[BEGIN Records supplied]

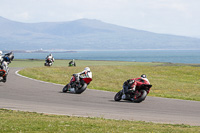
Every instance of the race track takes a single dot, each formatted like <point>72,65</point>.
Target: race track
<point>24,94</point>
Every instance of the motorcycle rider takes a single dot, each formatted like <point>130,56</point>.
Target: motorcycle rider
<point>133,83</point>
<point>1,59</point>
<point>72,63</point>
<point>50,56</point>
<point>86,73</point>
<point>6,59</point>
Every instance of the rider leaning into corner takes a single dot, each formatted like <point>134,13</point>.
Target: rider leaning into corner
<point>50,56</point>
<point>86,73</point>
<point>5,60</point>
<point>133,83</point>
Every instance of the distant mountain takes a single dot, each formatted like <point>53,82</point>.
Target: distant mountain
<point>85,34</point>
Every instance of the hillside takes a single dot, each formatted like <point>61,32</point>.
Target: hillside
<point>85,34</point>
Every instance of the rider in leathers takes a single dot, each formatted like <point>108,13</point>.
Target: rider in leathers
<point>133,83</point>
<point>50,56</point>
<point>5,60</point>
<point>86,73</point>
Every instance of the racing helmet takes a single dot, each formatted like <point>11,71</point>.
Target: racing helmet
<point>143,76</point>
<point>87,69</point>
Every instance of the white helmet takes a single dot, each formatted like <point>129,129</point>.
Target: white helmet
<point>87,69</point>
<point>143,76</point>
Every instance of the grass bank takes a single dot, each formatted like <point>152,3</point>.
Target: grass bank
<point>18,121</point>
<point>180,81</point>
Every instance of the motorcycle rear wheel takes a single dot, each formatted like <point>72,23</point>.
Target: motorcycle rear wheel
<point>141,97</point>
<point>118,96</point>
<point>65,88</point>
<point>82,89</point>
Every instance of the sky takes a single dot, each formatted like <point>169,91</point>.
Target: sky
<point>177,17</point>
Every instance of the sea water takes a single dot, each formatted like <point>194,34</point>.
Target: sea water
<point>173,56</point>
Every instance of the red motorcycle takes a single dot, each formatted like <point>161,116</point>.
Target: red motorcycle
<point>2,75</point>
<point>137,96</point>
<point>49,62</point>
<point>77,87</point>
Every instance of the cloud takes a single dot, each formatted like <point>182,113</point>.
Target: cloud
<point>162,16</point>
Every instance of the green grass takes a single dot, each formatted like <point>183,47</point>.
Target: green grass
<point>178,81</point>
<point>18,121</point>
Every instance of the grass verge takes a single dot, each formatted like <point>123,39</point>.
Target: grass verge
<point>179,81</point>
<point>18,121</point>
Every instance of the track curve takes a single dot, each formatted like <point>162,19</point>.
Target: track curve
<point>20,93</point>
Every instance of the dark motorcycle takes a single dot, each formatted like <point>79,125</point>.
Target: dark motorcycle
<point>77,87</point>
<point>137,96</point>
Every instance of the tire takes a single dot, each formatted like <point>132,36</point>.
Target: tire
<point>82,89</point>
<point>65,89</point>
<point>141,97</point>
<point>118,96</point>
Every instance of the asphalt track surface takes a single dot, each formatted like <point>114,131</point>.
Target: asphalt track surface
<point>20,93</point>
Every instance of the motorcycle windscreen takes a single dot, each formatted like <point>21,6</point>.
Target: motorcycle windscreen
<point>87,80</point>
<point>2,73</point>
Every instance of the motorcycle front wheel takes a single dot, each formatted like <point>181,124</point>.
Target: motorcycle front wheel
<point>118,96</point>
<point>82,89</point>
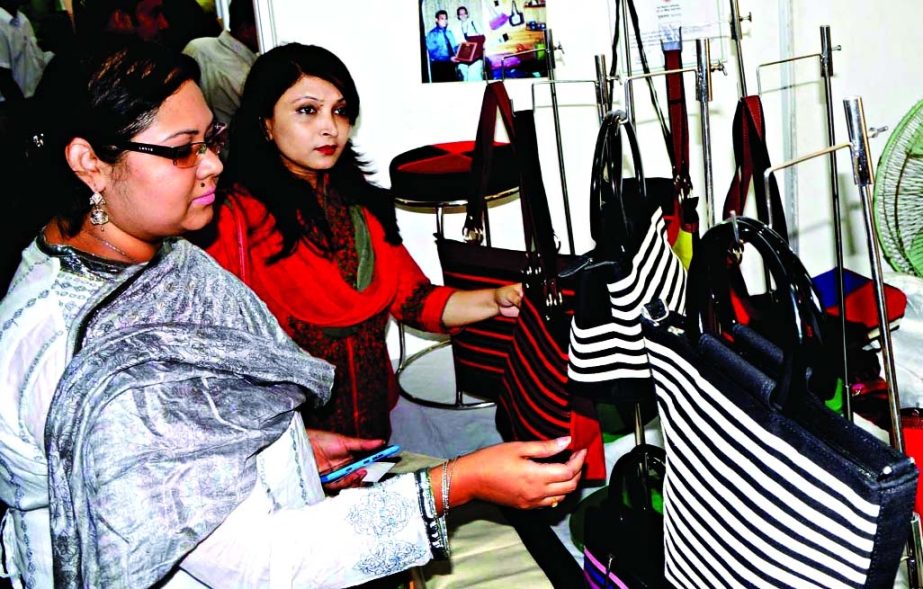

[END Records supplied]

→ **Work to be completed**: Please rewrite all of the data above as a JSON list of strings, one string per line, and skip blank lines. Leave the pictures out of your answer.

→ **Exercise result**:
[
  "Every instance of the race track takes a single dot, each formatted like <point>72,65</point>.",
  "Target: race track",
  "<point>24,94</point>",
  "Every instance of the motorcycle rider takes a single dot, each formatted like <point>130,56</point>.",
  "Target: motorcycle rider",
  "<point>133,83</point>",
  "<point>1,59</point>",
  "<point>72,63</point>",
  "<point>50,56</point>",
  "<point>86,73</point>",
  "<point>6,59</point>",
  "Every instance of the rider leaning into corner takes a single dot, each formatted like <point>134,13</point>.",
  "Target: rider leaning into corner",
  "<point>50,56</point>",
  "<point>86,73</point>",
  "<point>5,60</point>",
  "<point>133,83</point>",
  "Every instance of the distant mountain takes a single dot, each formatted like <point>53,82</point>.",
  "Target: distant mountain",
  "<point>85,34</point>",
  "Every instance of the hillside takes a single dot, each formatted like <point>61,32</point>.",
  "Target: hillside",
  "<point>85,34</point>",
  "Every instance of the rider in leathers takes a single dot, each formatted like <point>108,13</point>.",
  "Target: rider in leathers",
  "<point>133,83</point>",
  "<point>50,56</point>",
  "<point>5,60</point>",
  "<point>86,73</point>",
  "Every instance of the racing helmet takes a single dot, each formatted like <point>11,71</point>.",
  "Target: racing helmet",
  "<point>143,76</point>",
  "<point>87,69</point>",
  "Every instance of the white helmet takes a single dot, each formatted like <point>129,129</point>.",
  "Target: white helmet",
  "<point>87,69</point>",
  "<point>143,76</point>",
  "Every instance of the grass bank takes a single dot, each formatted like <point>152,3</point>.",
  "Target: grass bank",
  "<point>18,121</point>",
  "<point>180,81</point>",
  "Every instance of the motorcycle rear wheel takes a single dot, each formatted like <point>72,23</point>.",
  "Target: motorcycle rear wheel",
  "<point>141,97</point>",
  "<point>118,96</point>",
  "<point>65,88</point>",
  "<point>82,89</point>",
  "Every instance of the sky takes a single dot, each formatted like <point>169,91</point>.",
  "Target: sky",
  "<point>177,17</point>",
  "Every instance of the sea water takes a single dot, each formatted like <point>194,34</point>.",
  "Target: sea water",
  "<point>173,56</point>",
  "Every instance of the red motorcycle takes a single dot, each formatted like <point>161,116</point>.",
  "Target: red motorcycle",
  "<point>2,75</point>",
  "<point>137,96</point>",
  "<point>49,62</point>",
  "<point>77,87</point>",
  "Every instance of the cloud takes a single dot, each formatted like <point>182,113</point>.",
  "Target: cloud",
  "<point>162,16</point>",
  "Every instance of the green grass takes a single dot, each formatted like <point>183,47</point>.",
  "Target: green grass",
  "<point>178,81</point>",
  "<point>18,121</point>",
  "Every instance of the grass verge takes a single dot, each formatted like <point>123,39</point>.",
  "Target: grass verge",
  "<point>179,81</point>",
  "<point>18,121</point>",
  "Every instance of the track curve takes a single dot, each formatted like <point>162,19</point>.",
  "Target: track curve",
  "<point>20,93</point>",
  "Every instance of the dark motorcycle takes a single dot, each formatted like <point>79,125</point>.",
  "Target: dark motorcycle",
  "<point>77,87</point>",
  "<point>137,96</point>",
  "Every instance of the tire takes a single dot, each formatted like <point>132,36</point>.",
  "Target: tire",
  "<point>82,89</point>",
  "<point>65,89</point>",
  "<point>141,97</point>",
  "<point>118,96</point>",
  "Every instance of the asphalt track surface takes a single dot, each formatted like <point>114,131</point>.",
  "Target: asphalt track surface",
  "<point>20,93</point>",
  "Every instance of the motorcycle windscreen takes a single dot, each formatted like <point>21,6</point>.",
  "Target: motorcycle windscreen",
  "<point>87,80</point>",
  "<point>2,73</point>",
  "Every instance of the motorcycle front wheel takes a single dot, each formatted like <point>181,124</point>.",
  "Target: motorcycle front wheel",
  "<point>118,96</point>",
  "<point>82,89</point>"
]